-- START --
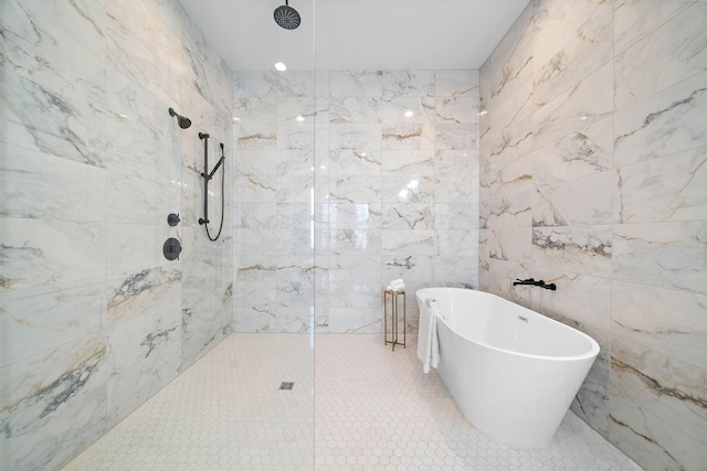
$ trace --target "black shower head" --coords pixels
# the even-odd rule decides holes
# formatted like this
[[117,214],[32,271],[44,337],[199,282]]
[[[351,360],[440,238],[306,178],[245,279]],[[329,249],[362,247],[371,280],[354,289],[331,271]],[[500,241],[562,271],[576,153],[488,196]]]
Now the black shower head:
[[179,124],[179,127],[182,129],[187,129],[188,127],[191,126],[191,119],[187,118],[186,116],[179,116],[177,111],[175,111],[175,108],[169,108],[169,116],[176,116],[177,122]]
[[273,17],[275,18],[275,23],[279,24],[285,30],[294,30],[299,26],[299,23],[302,22],[297,10],[289,7],[289,0],[285,0],[284,6],[277,7]]

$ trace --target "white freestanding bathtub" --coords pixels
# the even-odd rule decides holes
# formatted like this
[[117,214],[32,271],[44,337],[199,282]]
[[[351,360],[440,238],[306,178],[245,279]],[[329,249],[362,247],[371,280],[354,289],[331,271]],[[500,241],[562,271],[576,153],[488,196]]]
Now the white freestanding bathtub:
[[487,292],[425,288],[416,298],[420,322],[432,315],[426,300],[437,301],[437,371],[468,421],[504,443],[547,445],[599,354],[599,344]]

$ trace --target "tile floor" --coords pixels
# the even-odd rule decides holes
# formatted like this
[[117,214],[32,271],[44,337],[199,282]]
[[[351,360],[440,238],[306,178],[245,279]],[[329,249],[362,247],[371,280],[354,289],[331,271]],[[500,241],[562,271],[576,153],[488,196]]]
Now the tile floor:
[[65,470],[641,469],[571,413],[542,449],[487,438],[408,342],[232,334]]

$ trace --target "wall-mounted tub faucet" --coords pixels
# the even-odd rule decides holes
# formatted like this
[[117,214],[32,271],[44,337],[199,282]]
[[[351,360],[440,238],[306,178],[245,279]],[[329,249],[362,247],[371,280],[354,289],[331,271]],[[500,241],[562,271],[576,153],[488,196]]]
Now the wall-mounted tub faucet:
[[513,286],[517,286],[517,285],[539,286],[540,288],[549,289],[549,290],[552,290],[552,291],[557,290],[557,286],[555,286],[555,283],[553,283],[553,282],[551,282],[551,283],[546,283],[544,280],[538,280],[538,281],[536,281],[536,280],[535,280],[535,279],[532,279],[532,278],[528,278],[528,279],[525,279],[525,280],[516,279],[516,280],[513,282]]

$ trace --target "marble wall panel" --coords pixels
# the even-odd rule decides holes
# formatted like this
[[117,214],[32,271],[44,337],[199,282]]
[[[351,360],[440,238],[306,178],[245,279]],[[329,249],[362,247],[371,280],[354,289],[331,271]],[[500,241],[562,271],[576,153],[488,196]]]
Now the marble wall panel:
[[614,222],[707,220],[706,162],[699,148],[618,169]]
[[707,74],[700,74],[614,115],[614,165],[624,167],[707,146],[703,113]]
[[[198,356],[182,355],[181,331],[155,344],[158,356],[135,356],[137,340],[181,329],[182,279],[199,279],[194,306],[209,306],[192,321],[199,349],[228,328],[232,238],[203,242],[194,217],[201,141],[167,110],[230,143],[233,83],[173,0],[11,1],[0,21],[9,33],[1,165],[12,175],[0,190],[0,320],[22,340],[7,343],[0,367],[25,396],[7,416],[13,431],[3,448],[13,450],[13,469],[59,469]],[[181,214],[179,228],[166,224],[171,212]],[[165,260],[168,236],[182,240],[184,259],[210,268]],[[169,312],[170,325],[155,328],[156,312]]]
[[[316,117],[313,121],[312,116],[303,116],[302,125],[302,136],[306,135],[307,126],[314,129],[314,159],[299,165],[279,164],[283,150],[297,147],[291,146],[292,139],[283,135],[282,124],[292,122],[287,116],[305,100],[268,92],[267,85],[257,84],[258,79],[265,81],[266,75],[258,78],[257,74],[239,72],[235,76],[236,108],[257,107],[254,116],[263,124],[273,122],[264,110],[277,114],[281,126],[276,133],[268,136],[276,140],[277,174],[282,176],[273,181],[267,178],[270,170],[265,165],[239,164],[247,174],[235,183],[243,190],[233,194],[235,205],[242,205],[235,211],[240,240],[236,276],[251,280],[247,282],[278,279],[282,290],[279,298],[263,307],[261,320],[247,301],[241,300],[234,314],[236,329],[263,330],[265,325],[307,329],[307,322],[299,317],[304,311],[291,308],[293,303],[305,304],[307,296],[313,296],[317,315],[312,328],[318,332],[380,331],[378,290],[388,278],[407,277],[412,287],[415,282],[434,283],[431,280],[435,277],[435,258],[440,259],[437,272],[446,271],[445,283],[454,282],[456,274],[463,274],[464,279],[477,278],[476,264],[468,260],[476,254],[478,244],[475,176],[479,172],[478,72],[329,71],[316,74],[317,99],[306,104],[316,109]],[[276,104],[267,100],[267,106],[261,107],[257,99],[265,96],[277,97]],[[244,120],[234,126],[235,142],[245,149],[245,144],[238,143],[238,128],[243,126]],[[256,132],[254,128],[245,135]],[[240,157],[257,158],[249,152]],[[295,153],[292,157],[302,158]],[[307,167],[314,172],[307,173]],[[314,214],[306,214],[309,202],[305,193],[293,192],[294,186],[285,181],[287,178],[294,182],[298,174],[303,176],[298,182],[305,186],[295,186],[312,189],[307,178],[314,183],[314,193],[308,195],[316,202]],[[263,184],[258,186],[250,181]],[[293,232],[267,232],[272,210],[257,204],[271,201],[268,191],[277,195],[276,226],[302,231],[303,237]],[[250,214],[258,208],[264,211],[262,216]],[[435,222],[437,212],[442,216],[439,223]],[[304,235],[310,227],[314,235],[307,245]],[[258,236],[267,249],[266,258],[251,255],[257,250]],[[291,242],[277,242],[282,237]],[[285,275],[287,268],[273,258],[288,258],[293,254],[313,254],[326,274],[325,279],[306,288],[295,287],[299,281]],[[463,269],[458,268],[462,266]],[[283,278],[274,275],[279,272]],[[329,290],[346,282],[366,282],[369,289],[379,288],[374,297],[351,295],[354,299],[341,303]],[[243,320],[239,318],[241,312]]]
[[[647,13],[652,7],[644,4],[641,13]],[[669,10],[668,14],[672,12]],[[705,17],[707,6],[696,2],[614,57],[618,109],[707,72]]]
[[[706,20],[703,2],[539,0],[479,74],[479,288],[599,341],[571,408],[651,470],[707,459]],[[514,172],[525,199],[500,192]]]

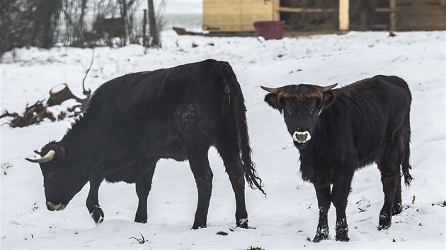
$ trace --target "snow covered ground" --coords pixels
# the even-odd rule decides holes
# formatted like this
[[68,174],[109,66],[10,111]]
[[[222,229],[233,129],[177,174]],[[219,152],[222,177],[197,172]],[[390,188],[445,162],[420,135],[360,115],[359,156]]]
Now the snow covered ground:
[[[160,162],[149,196],[149,222],[133,222],[135,186],[103,183],[99,199],[105,221],[96,226],[85,207],[88,185],[61,212],[45,205],[37,165],[24,160],[50,140],[59,140],[69,120],[46,121],[23,129],[0,126],[1,136],[1,249],[445,249],[445,32],[350,32],[282,40],[254,37],[201,37],[163,34],[164,47],[130,45],[98,48],[86,79],[94,90],[118,76],[214,58],[233,66],[246,99],[253,160],[265,184],[265,198],[246,189],[249,225],[235,226],[235,201],[222,162],[210,151],[214,189],[208,227],[192,230],[197,191],[188,162]],[[195,43],[198,47],[193,47]],[[1,109],[22,112],[67,83],[81,96],[91,49],[30,48],[1,59]],[[336,213],[328,214],[330,239],[307,241],[316,232],[318,208],[313,186],[299,174],[298,151],[282,117],[263,102],[261,85],[307,83],[345,85],[377,74],[396,75],[409,84],[411,111],[411,172],[403,188],[405,210],[387,231],[377,231],[384,194],[376,165],[356,172],[347,208],[350,242],[333,240]],[[0,123],[6,122],[0,120]],[[412,199],[415,196],[415,201]],[[224,231],[228,235],[217,235]],[[140,244],[135,239],[147,242]]]

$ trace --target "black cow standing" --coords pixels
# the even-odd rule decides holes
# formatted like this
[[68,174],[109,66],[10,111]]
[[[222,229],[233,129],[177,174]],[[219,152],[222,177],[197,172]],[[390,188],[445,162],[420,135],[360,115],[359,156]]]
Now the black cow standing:
[[[336,208],[336,239],[347,242],[347,198],[355,170],[376,162],[384,203],[378,230],[391,225],[401,212],[401,169],[409,174],[409,113],[411,95],[396,76],[376,76],[340,89],[314,85],[262,87],[265,101],[283,114],[300,153],[302,178],[316,189],[319,221],[314,242],[328,236],[327,213]],[[331,190],[331,184],[333,188]]]
[[90,181],[86,207],[96,223],[103,220],[98,199],[103,179],[136,183],[135,221],[145,223],[158,160],[188,160],[198,190],[197,229],[206,227],[211,145],[232,184],[236,225],[247,227],[244,176],[251,188],[263,190],[251,158],[241,89],[227,62],[209,59],[111,80],[60,141],[45,145],[41,158],[27,160],[40,165],[50,210],[64,209]]

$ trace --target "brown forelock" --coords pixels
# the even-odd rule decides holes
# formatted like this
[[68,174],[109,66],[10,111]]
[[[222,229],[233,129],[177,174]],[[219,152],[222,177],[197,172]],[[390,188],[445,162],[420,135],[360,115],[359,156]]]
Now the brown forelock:
[[322,103],[324,88],[310,84],[291,85],[280,88],[276,95],[279,101],[282,98],[295,98],[299,102],[307,99],[319,98],[319,103]]

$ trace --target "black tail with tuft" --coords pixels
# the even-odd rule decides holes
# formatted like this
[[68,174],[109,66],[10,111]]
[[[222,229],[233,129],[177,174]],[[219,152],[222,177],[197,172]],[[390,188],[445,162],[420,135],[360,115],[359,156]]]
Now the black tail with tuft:
[[411,174],[409,174],[409,169],[412,168],[409,165],[409,157],[411,155],[411,121],[408,112],[407,116],[404,119],[404,145],[403,149],[403,157],[401,159],[401,166],[403,169],[403,175],[404,176],[404,183],[406,186],[410,186],[411,181],[413,179]]
[[[245,172],[245,179],[249,186],[253,189],[258,189],[263,194],[265,191],[263,189],[262,179],[258,177],[256,170],[256,165],[251,158],[252,150],[249,145],[249,136],[248,135],[248,125],[246,124],[246,107],[245,100],[243,97],[240,84],[232,70],[232,68],[227,62],[218,61],[215,65],[215,71],[229,85],[231,97],[234,103],[235,117],[236,118],[236,128],[239,134],[240,149],[241,151],[241,160]],[[225,90],[226,91],[226,90]]]

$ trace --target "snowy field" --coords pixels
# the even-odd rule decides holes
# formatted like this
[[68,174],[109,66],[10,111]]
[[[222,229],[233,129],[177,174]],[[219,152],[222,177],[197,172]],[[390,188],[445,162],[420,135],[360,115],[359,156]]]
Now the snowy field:
[[[45,208],[40,168],[34,156],[50,140],[60,140],[70,120],[45,121],[23,129],[0,126],[1,133],[1,249],[445,249],[445,32],[350,32],[282,40],[254,37],[201,37],[163,34],[163,49],[130,45],[96,49],[86,88],[130,72],[166,68],[208,58],[229,61],[247,103],[253,160],[265,198],[246,189],[249,225],[235,227],[235,201],[222,161],[210,151],[214,172],[208,227],[190,230],[197,191],[188,164],[159,162],[149,196],[149,222],[133,222],[137,206],[134,184],[103,183],[99,191],[104,222],[96,226],[85,207],[88,184],[61,212]],[[193,47],[195,43],[198,47]],[[21,112],[27,103],[47,97],[67,83],[81,96],[91,49],[30,48],[1,59],[1,109]],[[317,201],[311,184],[299,174],[299,153],[282,117],[264,102],[260,85],[299,83],[345,85],[377,74],[399,76],[413,94],[411,114],[412,185],[403,188],[404,210],[392,226],[378,231],[384,202],[375,165],[356,172],[347,207],[350,242],[334,238],[336,211],[328,213],[329,240],[307,241],[316,232]],[[7,119],[0,120],[4,124]],[[415,200],[412,202],[413,197]],[[223,231],[227,235],[216,233]],[[141,244],[131,237],[147,242]]]

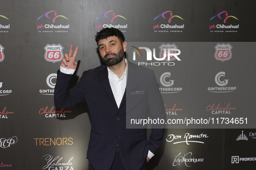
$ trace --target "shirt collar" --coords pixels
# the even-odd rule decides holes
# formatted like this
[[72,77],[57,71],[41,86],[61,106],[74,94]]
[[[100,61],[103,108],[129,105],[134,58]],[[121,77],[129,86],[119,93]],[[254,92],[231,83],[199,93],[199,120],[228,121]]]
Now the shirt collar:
-- END --
● WHAT IS ASKED
Locate each line in the listing above that contains the string "head" with identical capitalization, and reproduce every such line in full.

● RESULT FOR THIS EXERCISE
$ trace --target "black shower head" --coords pixels
Now the black shower head:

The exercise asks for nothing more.